══ MATERIAL FOR THIS TASK ══

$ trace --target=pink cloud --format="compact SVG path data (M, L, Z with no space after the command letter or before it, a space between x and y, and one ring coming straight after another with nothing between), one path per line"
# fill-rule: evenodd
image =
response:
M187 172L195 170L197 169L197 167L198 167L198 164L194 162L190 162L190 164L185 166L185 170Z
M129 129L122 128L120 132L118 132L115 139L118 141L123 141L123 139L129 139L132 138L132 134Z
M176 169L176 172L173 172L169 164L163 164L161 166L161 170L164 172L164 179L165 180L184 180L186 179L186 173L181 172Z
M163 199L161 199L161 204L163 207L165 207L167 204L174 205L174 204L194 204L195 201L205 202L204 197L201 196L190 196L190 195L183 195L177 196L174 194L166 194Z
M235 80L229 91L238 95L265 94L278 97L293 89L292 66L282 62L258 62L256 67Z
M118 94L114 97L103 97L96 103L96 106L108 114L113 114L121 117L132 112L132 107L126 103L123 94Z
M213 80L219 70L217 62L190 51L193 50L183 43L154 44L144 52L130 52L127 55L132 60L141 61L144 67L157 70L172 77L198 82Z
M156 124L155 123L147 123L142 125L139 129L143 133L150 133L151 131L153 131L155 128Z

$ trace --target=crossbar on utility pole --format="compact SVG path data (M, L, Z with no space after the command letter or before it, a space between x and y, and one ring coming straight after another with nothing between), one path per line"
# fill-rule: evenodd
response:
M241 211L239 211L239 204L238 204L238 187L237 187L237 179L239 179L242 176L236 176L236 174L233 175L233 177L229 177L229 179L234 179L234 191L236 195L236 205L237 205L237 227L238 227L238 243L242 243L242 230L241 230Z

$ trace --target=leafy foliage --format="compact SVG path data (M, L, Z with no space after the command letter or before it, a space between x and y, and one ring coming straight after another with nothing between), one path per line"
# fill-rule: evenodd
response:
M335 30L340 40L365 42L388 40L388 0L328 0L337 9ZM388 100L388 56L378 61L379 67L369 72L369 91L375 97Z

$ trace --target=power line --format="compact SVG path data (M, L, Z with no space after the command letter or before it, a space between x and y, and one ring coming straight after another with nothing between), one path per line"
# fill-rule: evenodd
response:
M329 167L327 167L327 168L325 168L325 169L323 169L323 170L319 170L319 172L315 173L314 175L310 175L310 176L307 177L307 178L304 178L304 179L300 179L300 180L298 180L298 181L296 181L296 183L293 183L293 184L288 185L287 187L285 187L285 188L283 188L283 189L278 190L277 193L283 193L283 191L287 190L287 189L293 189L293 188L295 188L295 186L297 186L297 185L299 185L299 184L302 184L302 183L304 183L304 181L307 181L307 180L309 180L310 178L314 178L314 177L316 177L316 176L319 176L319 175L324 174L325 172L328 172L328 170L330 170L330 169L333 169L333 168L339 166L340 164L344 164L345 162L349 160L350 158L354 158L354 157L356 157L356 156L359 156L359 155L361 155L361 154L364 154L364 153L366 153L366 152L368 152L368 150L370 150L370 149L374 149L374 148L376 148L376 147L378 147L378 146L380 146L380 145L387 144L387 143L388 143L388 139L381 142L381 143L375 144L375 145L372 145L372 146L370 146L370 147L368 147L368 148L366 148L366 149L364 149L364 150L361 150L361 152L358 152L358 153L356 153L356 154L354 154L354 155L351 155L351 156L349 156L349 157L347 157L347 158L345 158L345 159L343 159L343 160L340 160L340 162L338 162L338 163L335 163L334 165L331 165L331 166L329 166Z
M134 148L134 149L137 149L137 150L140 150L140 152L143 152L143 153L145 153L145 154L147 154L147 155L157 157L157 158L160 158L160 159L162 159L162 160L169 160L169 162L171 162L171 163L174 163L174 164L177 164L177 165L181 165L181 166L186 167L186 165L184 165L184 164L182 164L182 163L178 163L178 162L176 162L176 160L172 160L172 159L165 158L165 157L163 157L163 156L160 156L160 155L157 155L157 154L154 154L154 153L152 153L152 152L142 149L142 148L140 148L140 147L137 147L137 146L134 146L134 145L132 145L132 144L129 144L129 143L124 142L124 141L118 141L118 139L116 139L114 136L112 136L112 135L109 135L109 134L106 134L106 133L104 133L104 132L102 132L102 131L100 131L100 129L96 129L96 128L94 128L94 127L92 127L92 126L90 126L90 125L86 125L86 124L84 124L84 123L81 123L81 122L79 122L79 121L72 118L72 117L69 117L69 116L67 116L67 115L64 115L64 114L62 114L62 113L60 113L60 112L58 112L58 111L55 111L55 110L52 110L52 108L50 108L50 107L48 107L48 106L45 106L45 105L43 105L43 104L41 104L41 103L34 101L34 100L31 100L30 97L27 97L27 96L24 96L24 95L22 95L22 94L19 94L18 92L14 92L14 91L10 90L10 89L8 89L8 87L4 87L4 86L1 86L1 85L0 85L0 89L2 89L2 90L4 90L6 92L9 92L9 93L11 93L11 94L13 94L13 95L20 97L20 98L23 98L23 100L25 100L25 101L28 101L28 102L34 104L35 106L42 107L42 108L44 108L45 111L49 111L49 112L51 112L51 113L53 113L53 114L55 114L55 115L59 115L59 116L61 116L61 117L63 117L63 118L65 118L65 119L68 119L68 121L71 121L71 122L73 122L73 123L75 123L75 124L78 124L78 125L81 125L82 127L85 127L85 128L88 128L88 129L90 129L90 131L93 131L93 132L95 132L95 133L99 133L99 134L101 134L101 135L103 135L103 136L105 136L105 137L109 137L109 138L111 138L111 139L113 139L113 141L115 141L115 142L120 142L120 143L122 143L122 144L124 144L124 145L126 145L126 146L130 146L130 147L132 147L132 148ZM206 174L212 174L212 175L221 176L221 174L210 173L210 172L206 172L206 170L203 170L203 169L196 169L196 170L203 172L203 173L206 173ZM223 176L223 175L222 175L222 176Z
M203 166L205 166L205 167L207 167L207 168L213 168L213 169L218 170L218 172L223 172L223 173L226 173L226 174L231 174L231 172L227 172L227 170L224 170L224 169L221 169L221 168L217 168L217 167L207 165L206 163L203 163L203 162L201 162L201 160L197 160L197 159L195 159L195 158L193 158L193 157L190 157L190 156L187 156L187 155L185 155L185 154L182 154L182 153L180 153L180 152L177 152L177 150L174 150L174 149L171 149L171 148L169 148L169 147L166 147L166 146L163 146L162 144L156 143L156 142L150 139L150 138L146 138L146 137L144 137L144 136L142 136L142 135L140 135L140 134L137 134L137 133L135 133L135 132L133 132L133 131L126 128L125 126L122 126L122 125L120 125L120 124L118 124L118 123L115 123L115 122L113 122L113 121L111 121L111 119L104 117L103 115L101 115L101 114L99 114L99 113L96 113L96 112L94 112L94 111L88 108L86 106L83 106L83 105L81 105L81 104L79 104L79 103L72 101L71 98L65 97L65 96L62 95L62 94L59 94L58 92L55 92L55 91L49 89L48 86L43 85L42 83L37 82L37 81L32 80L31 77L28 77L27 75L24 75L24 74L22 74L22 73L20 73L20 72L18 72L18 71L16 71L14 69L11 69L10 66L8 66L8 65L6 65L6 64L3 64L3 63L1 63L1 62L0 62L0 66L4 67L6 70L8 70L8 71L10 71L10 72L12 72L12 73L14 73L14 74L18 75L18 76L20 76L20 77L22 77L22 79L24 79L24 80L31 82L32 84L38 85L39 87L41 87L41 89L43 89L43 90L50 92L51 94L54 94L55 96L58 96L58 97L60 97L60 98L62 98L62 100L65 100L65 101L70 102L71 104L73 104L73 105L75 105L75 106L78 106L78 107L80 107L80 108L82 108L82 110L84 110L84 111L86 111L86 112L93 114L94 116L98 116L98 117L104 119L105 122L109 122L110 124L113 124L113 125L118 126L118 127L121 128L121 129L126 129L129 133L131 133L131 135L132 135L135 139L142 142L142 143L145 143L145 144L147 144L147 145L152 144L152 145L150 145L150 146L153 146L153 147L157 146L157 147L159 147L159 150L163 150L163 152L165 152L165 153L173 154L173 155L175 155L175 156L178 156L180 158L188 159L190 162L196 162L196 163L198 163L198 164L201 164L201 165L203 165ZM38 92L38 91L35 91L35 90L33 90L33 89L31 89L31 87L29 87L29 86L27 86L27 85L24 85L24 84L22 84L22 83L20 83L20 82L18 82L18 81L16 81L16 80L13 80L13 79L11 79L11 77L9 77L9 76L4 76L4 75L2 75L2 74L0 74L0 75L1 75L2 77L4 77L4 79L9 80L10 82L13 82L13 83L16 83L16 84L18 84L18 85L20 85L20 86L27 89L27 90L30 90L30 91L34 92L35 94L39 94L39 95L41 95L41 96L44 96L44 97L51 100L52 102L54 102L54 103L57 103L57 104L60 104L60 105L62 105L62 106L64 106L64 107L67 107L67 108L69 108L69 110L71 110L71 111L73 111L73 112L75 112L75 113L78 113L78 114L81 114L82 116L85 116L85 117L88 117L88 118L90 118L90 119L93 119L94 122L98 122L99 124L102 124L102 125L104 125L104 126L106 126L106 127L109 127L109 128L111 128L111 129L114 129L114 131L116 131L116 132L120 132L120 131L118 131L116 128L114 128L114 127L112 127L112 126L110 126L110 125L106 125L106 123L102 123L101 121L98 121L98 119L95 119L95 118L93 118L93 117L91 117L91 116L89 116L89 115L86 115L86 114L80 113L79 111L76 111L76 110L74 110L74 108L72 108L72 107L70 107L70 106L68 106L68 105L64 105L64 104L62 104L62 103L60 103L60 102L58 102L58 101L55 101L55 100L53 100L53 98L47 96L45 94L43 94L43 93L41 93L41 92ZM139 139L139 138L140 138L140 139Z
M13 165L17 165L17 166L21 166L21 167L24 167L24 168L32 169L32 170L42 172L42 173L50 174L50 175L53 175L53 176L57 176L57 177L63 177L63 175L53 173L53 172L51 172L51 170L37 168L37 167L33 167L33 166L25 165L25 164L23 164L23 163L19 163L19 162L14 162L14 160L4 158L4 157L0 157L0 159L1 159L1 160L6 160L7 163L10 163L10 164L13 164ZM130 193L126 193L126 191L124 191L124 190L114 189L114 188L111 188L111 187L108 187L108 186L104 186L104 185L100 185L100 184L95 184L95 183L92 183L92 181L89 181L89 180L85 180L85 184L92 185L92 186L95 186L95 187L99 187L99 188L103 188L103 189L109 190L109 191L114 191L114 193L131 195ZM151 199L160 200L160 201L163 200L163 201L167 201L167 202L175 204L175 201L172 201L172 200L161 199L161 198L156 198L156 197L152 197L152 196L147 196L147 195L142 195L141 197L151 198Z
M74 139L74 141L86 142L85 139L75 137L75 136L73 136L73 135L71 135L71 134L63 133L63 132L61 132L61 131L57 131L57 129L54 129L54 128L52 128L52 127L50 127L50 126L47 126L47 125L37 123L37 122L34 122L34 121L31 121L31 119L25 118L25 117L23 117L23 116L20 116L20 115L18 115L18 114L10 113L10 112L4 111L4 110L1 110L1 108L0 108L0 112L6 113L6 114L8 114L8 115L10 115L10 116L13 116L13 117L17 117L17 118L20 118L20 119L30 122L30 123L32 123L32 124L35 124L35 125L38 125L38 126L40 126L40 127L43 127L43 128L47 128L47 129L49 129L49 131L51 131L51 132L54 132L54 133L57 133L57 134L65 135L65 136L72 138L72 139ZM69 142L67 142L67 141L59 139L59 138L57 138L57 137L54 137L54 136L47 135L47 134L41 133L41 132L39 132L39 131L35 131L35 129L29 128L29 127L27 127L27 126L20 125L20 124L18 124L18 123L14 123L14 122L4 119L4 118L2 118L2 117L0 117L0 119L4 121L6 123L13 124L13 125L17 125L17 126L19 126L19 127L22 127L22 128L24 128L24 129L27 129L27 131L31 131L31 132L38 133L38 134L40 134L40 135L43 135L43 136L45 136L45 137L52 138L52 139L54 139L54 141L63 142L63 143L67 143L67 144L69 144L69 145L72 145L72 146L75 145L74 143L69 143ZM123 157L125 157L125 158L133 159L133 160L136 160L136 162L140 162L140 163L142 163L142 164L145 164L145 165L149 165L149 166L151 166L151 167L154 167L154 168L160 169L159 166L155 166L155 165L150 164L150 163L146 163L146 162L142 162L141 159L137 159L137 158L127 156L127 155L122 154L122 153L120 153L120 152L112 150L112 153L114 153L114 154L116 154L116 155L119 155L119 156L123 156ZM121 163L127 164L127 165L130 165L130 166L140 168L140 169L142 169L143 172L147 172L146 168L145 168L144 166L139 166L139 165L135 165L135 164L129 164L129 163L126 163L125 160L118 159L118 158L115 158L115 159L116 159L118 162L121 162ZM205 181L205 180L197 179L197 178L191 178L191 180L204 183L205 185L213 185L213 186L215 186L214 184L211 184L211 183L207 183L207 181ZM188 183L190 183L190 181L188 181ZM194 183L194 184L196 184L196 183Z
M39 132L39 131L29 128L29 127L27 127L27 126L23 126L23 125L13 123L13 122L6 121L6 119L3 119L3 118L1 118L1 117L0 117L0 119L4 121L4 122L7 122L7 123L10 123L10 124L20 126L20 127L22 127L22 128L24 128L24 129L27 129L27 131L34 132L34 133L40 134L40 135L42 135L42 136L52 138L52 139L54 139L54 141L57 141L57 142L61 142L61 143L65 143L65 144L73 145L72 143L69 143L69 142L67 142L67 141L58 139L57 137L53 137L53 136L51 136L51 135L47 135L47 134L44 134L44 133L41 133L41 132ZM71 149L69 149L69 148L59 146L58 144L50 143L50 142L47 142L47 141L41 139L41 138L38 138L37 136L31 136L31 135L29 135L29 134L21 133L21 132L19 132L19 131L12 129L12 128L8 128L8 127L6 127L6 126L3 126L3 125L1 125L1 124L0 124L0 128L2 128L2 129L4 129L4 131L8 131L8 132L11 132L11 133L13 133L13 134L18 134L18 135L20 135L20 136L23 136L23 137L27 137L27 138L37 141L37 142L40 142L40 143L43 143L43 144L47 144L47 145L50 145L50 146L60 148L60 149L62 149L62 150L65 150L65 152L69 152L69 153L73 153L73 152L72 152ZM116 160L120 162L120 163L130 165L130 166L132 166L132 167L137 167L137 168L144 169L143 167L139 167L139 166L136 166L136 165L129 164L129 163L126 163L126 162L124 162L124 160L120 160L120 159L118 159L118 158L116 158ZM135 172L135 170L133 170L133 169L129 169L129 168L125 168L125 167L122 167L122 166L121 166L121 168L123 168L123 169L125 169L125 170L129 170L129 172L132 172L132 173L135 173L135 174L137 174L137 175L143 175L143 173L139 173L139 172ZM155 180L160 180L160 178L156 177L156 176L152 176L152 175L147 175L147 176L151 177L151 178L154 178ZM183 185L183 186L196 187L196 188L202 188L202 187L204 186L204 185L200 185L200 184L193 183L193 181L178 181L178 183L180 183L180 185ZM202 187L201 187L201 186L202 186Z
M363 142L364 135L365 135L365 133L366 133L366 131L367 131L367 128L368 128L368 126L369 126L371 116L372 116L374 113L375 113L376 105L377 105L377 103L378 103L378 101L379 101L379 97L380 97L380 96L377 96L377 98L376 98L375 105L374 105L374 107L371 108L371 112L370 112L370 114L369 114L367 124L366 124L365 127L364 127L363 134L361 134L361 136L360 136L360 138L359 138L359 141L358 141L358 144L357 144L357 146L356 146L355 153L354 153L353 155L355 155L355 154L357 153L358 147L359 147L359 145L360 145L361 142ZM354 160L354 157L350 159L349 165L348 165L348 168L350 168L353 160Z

═══

▸ **GIVEN EXERCISE**: Copy out the stretch of the records from their start through the line that contains "M156 124L155 123L147", reproducing every character unchanged.

▸ **RESPONSE BELOW**:
$ trace --target=pink cloud --format="compact SVG path data (M, L, Z with no space after the command letter or before it, a space between x and y, and one ring coming straight after another with nothing between), one path per line"
# fill-rule: evenodd
image =
response:
M187 172L195 170L197 169L197 167L198 167L198 164L194 162L190 162L190 164L185 166L185 170Z
M129 129L122 128L120 132L118 132L115 139L118 141L123 141L123 139L129 139L132 138L132 134Z
M176 169L176 172L173 172L169 164L163 164L161 166L161 170L164 172L164 179L165 180L184 180L186 179L186 173L181 172Z
M163 199L161 199L161 204L163 207L165 207L167 204L174 205L174 204L194 204L195 201L205 202L204 197L201 196L190 196L190 195L183 195L177 196L174 194L166 194Z
M235 80L229 91L238 95L265 94L278 97L293 89L292 66L282 62L258 62L256 67Z
M118 94L114 97L103 97L96 103L96 106L108 114L113 114L121 117L132 112L132 107L126 103L123 94Z
M213 80L219 70L217 62L190 51L193 50L183 43L154 44L144 52L130 52L127 55L132 60L141 61L144 67L157 70L172 77L198 82Z
M156 124L155 123L147 123L142 125L139 129L143 133L150 133L151 131L153 131L155 128Z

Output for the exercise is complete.